>> BEGIN

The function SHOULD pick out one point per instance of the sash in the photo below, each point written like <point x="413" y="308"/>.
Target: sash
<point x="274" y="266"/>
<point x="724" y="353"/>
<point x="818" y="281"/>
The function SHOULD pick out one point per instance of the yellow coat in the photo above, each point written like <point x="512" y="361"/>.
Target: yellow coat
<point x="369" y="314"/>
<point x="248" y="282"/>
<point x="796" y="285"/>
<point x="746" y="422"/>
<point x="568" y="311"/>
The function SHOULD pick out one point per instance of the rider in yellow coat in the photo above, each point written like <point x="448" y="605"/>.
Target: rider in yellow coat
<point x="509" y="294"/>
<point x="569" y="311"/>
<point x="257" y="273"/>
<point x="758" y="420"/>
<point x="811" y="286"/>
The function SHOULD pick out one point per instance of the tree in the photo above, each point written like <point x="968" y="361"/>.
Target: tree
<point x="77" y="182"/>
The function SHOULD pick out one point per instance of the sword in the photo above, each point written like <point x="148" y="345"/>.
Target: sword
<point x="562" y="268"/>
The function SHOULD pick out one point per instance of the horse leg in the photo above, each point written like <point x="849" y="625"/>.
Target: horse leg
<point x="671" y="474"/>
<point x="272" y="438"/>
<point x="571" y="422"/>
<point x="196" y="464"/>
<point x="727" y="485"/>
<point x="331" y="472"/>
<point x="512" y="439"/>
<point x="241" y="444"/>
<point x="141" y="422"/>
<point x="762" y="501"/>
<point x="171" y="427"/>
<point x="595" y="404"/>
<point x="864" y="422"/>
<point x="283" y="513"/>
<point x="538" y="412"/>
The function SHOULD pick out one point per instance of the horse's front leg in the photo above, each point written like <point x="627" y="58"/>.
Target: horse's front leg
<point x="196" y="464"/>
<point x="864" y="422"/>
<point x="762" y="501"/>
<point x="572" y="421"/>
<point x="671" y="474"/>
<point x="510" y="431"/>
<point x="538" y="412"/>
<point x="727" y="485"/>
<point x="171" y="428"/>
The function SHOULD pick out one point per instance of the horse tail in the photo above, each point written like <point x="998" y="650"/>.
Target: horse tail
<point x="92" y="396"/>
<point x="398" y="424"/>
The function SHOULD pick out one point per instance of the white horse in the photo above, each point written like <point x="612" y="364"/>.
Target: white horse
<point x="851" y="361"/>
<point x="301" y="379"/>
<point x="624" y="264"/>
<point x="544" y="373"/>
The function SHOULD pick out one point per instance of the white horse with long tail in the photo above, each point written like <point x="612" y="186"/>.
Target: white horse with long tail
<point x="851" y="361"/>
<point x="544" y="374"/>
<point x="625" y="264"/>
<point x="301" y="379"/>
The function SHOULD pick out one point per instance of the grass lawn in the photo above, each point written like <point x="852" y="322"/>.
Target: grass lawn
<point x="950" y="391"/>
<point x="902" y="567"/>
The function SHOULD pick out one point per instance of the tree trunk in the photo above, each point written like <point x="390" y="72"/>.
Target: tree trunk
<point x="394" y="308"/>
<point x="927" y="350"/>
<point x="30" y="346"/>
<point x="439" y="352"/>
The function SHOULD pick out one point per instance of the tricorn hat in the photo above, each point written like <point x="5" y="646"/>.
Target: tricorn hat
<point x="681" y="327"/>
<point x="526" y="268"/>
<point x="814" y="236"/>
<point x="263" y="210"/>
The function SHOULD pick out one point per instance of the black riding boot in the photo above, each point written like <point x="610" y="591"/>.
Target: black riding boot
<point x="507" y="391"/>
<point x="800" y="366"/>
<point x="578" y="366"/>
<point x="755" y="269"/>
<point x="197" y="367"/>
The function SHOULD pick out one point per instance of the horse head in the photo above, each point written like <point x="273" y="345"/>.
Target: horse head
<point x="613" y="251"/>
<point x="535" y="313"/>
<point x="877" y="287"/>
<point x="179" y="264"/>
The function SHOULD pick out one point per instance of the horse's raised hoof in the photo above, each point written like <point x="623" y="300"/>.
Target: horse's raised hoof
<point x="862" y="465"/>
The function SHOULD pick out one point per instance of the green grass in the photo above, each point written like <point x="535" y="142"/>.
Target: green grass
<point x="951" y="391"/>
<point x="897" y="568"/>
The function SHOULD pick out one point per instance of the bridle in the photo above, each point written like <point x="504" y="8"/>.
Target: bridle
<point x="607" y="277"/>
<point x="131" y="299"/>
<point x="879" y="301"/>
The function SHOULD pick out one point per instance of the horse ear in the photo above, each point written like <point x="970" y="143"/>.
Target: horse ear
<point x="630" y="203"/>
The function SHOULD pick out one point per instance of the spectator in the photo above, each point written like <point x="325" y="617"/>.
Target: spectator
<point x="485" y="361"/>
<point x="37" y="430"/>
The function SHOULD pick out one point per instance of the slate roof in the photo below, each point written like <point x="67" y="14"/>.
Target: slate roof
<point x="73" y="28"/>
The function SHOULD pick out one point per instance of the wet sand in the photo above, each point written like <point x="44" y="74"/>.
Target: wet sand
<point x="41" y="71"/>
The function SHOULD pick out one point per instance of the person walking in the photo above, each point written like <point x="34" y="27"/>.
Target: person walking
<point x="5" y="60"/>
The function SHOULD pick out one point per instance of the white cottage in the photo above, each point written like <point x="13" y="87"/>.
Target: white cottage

>> END

Task prompt: Reproduce every item above verbatim, keeping each line and its order unchanged.

Complete response:
The function SHOULD pick out one point per instance of the sash in the photo below, each point written like <point x="413" y="308"/>.
Target: sash
<point x="274" y="266"/>
<point x="724" y="353"/>
<point x="818" y="281"/>
The function SHOULD pick out one point per instance of the yellow coat in the photo above, each point written like <point x="512" y="361"/>.
Target: yellow coat
<point x="369" y="314"/>
<point x="248" y="282"/>
<point x="796" y="285"/>
<point x="746" y="422"/>
<point x="568" y="311"/>
The function SHOULD pick out one point per instance of the rider in yellow coat in the photo above, each point written like <point x="448" y="605"/>.
Target: rider in yellow coat
<point x="509" y="294"/>
<point x="569" y="311"/>
<point x="257" y="273"/>
<point x="758" y="420"/>
<point x="811" y="286"/>
The function SHOULD pick out one point per instance of the tree in the photo above, each point written like <point x="968" y="361"/>.
Target: tree
<point x="77" y="182"/>
The function SHOULD pick out one point per instance of the sword in the photo above, each point written like <point x="148" y="345"/>.
Target: sword
<point x="562" y="268"/>
The function SHOULD pick out one point per instance of the horse leg in the photo above, each point written like <point x="849" y="625"/>.
Target: horse leg
<point x="671" y="474"/>
<point x="272" y="438"/>
<point x="571" y="422"/>
<point x="196" y="464"/>
<point x="727" y="485"/>
<point x="331" y="472"/>
<point x="512" y="439"/>
<point x="241" y="444"/>
<point x="141" y="422"/>
<point x="762" y="501"/>
<point x="171" y="427"/>
<point x="595" y="404"/>
<point x="864" y="422"/>
<point x="283" y="513"/>
<point x="538" y="412"/>
The function SHOULD pick out one point per instance of the horse's front leg in the photo above, each point written like <point x="627" y="58"/>.
Target: horse's front leg
<point x="196" y="464"/>
<point x="864" y="422"/>
<point x="762" y="501"/>
<point x="572" y="421"/>
<point x="671" y="474"/>
<point x="510" y="431"/>
<point x="538" y="412"/>
<point x="727" y="485"/>
<point x="171" y="428"/>
The function SHOULD pick out one point per instance of the horse tail in the photo above, each point written like <point x="998" y="650"/>.
Target: horse tail
<point x="92" y="396"/>
<point x="398" y="424"/>
The function SHOULD pick out one point per instance of the white horse in the photo above, each point written like <point x="612" y="364"/>.
Target: white horse
<point x="851" y="361"/>
<point x="301" y="379"/>
<point x="624" y="264"/>
<point x="544" y="373"/>
The function SHOULD pick out one point per instance of the white horse with long tail in the photo above, each point written like <point x="612" y="186"/>.
Target: white horse with long tail
<point x="851" y="361"/>
<point x="544" y="374"/>
<point x="625" y="264"/>
<point x="301" y="379"/>
The function SHOULD pick out one point per instance of the grass lawn in the photo above, each point written like <point x="852" y="322"/>.
Target: grass lawn
<point x="950" y="391"/>
<point x="902" y="567"/>
The function SHOULD pick out one point per instance of the tree trunk in the photo above, each point written like <point x="390" y="72"/>.
Target: tree trunk
<point x="394" y="308"/>
<point x="927" y="350"/>
<point x="30" y="346"/>
<point x="439" y="352"/>
The function SHOULD pick out one point per instance of the tricorn hat in the photo above, each point written like <point x="5" y="646"/>.
Target: tricorn hat
<point x="681" y="327"/>
<point x="526" y="268"/>
<point x="814" y="236"/>
<point x="263" y="210"/>
The function SHOULD pick out one point per instance of the black riding boot in the photo above, each point written like <point x="610" y="591"/>.
Target: black riding boot
<point x="507" y="391"/>
<point x="800" y="366"/>
<point x="578" y="366"/>
<point x="755" y="269"/>
<point x="197" y="367"/>
The function SHOULD pick out one point per instance of the horse head in the photo above, each point written like <point x="273" y="345"/>.
Target: horse head
<point x="613" y="251"/>
<point x="535" y="313"/>
<point x="877" y="287"/>
<point x="179" y="264"/>
The function SHOULD pick out one point per instance of the horse's raised hoof in the photo above, each point written like <point x="623" y="300"/>.
Target: horse's raised hoof
<point x="862" y="465"/>
The function SHOULD pick out one point per instance of the green grass in the photo above, each point written like <point x="535" y="142"/>.
Target: green grass
<point x="951" y="391"/>
<point x="897" y="568"/>
The function SHOULD pick out one point per instance of the bridle in the photo above, each point written like <point x="504" y="8"/>.
Target: bridle
<point x="607" y="277"/>
<point x="131" y="299"/>
<point x="879" y="301"/>
The function SHOULD pick out one point per instance of the horse ear in the photo above, each point written like <point x="970" y="143"/>.
Target: horse ear
<point x="630" y="203"/>
The function SHOULD pick out one point per instance of the spectator in the photo above, each point written like <point x="325" y="617"/>.
Target: spectator
<point x="485" y="361"/>
<point x="37" y="430"/>
The function SHOULD pick out one point per instance of the slate roof in the photo below, each point written like <point x="67" y="14"/>.
Target: slate roof
<point x="73" y="28"/>
The function SHOULD pick out one point per instance of the wet sand in the photo above, each point written like <point x="44" y="74"/>.
Target: wet sand
<point x="41" y="71"/>
The function SHOULD pick out one point per instance of the person walking in the photo above, each point written like <point x="34" y="27"/>.
Target: person walking
<point x="5" y="60"/>
The function SHOULD pick out one point per instance of the white cottage in the photo above, each point written like <point x="13" y="87"/>.
Target: white cottage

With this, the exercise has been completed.